Goal 1:
In the sheet metal excerpt, change "sheet metal workers" to "metal fabricators" and give the part that opens with the words containing "Professional Sheet Metal Fabrication (Motorbooks, 2013)" and closes with "Sheet Metal Fabrication.".
Goal 2:
Which chapter of the book does the sheet metal excerpt come from?

Selected text:
_ _ _ _

Professional Sheet Metal Fabrication (Motorbooks, 2013) is the number one resource for sheet metal workers old and new. Join veteran metalworker Ed Barr as he walks you through the ins and outs of planning a sheet metal project, acquiring the necessary tools and resources, doing the work, and adding the perfect finishing touches for a seamless final product. The following excerpt comes from chapter five, “Beginning Sheet Metal Shaping.”
Buy this book in the Motorcycle Classics store: Professional Sheet Metal Fabrication.
Learning to form sheet metal by hand is the critical first step in your education in metal shaping. Machines are labor savers, but using them properly requires knowledge. Otherwise, they can transform perfectly good sheet metal into scrap with astonishing speed and efficiency. Fortunately, once you understand the basics of shaping sheet metal, its responses to your input will be less mysterious, so progress will come quickly–you will not need an arduous seven-year apprenticeship to start seeing results and finding satisfaction in your work. Furthermore, craftsmen have been shaping metal by hand for centuries, so do not be intimidated by the existence of complex and expensive machines, which simply harness electrical and/or hydraulic power to shape metal according to the very same principles you will learn here. For the average person interested in repairing rust spots and making a few patch panels for a historic vehicle, for example, a few basic shaping exercises will endow most enthusiasts with the confidence to move ahead with their intended project.

_ _ _ _

[Data records]
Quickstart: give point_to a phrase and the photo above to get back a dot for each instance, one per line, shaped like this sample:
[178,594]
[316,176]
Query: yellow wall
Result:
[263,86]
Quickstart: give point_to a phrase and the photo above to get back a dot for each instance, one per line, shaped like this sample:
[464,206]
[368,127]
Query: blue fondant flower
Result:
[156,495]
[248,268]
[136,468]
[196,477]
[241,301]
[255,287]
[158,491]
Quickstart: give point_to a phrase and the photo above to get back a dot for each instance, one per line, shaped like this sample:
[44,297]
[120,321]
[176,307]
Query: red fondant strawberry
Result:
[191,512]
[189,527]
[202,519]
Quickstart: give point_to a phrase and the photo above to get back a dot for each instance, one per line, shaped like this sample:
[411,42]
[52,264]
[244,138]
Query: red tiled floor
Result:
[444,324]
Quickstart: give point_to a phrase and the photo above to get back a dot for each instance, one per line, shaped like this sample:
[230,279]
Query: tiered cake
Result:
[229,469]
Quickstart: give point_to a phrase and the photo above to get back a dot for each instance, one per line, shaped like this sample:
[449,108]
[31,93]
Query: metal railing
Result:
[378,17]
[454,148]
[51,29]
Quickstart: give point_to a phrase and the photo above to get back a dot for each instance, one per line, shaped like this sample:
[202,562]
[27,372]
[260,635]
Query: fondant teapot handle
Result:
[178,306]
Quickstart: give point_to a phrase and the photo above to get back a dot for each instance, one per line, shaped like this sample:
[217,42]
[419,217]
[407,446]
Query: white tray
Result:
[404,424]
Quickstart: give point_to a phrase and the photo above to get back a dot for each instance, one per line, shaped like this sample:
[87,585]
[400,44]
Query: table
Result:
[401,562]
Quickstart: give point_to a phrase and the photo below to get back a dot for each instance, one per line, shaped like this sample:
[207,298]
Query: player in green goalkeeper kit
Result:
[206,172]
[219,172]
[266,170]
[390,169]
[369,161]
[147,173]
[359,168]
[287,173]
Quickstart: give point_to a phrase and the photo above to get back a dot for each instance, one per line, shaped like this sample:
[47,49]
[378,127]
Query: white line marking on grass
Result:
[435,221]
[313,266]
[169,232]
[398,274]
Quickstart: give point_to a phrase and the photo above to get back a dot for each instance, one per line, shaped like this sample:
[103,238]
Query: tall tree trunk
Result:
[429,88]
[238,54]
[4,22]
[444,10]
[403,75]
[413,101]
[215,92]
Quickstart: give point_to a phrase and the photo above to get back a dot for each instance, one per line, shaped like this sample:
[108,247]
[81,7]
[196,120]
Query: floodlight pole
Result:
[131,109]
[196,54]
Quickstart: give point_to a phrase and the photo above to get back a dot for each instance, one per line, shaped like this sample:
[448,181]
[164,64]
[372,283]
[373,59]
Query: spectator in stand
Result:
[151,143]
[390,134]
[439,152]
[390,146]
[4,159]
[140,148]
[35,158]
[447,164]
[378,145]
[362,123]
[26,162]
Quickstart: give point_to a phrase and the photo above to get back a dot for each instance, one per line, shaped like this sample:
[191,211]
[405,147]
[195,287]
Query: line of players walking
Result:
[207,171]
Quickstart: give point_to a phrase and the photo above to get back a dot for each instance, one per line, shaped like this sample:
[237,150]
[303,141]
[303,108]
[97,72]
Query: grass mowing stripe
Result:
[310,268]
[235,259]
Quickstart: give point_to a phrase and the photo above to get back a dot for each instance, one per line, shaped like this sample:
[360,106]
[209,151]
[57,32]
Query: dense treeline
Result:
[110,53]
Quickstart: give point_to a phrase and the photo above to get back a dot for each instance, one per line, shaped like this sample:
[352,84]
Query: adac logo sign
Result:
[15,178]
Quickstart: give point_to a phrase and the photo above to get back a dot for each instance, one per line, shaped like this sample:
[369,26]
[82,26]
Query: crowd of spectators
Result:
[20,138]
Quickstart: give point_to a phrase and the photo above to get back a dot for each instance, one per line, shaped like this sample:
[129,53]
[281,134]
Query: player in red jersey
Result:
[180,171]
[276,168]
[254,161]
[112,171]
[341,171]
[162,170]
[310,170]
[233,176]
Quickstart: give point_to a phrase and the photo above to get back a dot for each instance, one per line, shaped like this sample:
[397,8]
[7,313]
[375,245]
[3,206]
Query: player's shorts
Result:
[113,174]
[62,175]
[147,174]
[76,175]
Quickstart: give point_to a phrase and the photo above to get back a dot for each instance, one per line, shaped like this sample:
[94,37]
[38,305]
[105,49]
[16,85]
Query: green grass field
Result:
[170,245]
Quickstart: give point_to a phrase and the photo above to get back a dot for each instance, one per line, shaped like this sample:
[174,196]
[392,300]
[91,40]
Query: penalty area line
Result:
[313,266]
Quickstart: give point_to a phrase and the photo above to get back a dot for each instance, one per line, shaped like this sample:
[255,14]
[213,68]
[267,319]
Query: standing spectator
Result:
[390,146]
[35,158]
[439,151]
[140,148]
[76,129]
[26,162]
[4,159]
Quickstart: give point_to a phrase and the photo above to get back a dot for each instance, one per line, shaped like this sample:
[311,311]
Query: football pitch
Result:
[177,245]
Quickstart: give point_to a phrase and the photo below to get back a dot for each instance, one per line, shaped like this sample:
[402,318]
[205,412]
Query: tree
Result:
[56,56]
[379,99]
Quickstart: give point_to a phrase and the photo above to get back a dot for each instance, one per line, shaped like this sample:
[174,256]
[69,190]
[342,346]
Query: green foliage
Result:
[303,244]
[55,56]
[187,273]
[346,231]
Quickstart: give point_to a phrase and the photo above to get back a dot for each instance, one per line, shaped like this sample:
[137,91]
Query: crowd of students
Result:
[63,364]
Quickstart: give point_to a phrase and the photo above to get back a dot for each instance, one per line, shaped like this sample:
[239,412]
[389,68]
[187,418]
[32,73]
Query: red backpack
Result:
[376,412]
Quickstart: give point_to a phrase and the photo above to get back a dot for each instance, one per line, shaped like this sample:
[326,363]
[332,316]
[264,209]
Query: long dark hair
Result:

_ _ _ _

Full solution 1:
Professional Sheet Metal Fabrication (Motorbooks, 2013) is the number one resource for metal fabricators old and new. Join veteran metalworker Ed Barr as he walks you through the ins and outs of planning a sheet metal project, acquiring the necessary tools and resources, doing the work, and adding the perfect finishing touches for a seamless final product. The following excerpt comes from chapter five, “Beginning Sheet Metal Shaping.”
Buy this book in the Motorcycle Classics store: Professional Sheet Metal Fabrication.

Full solution 2:
Chapter five, "Beginning Sheet Metal Shaping."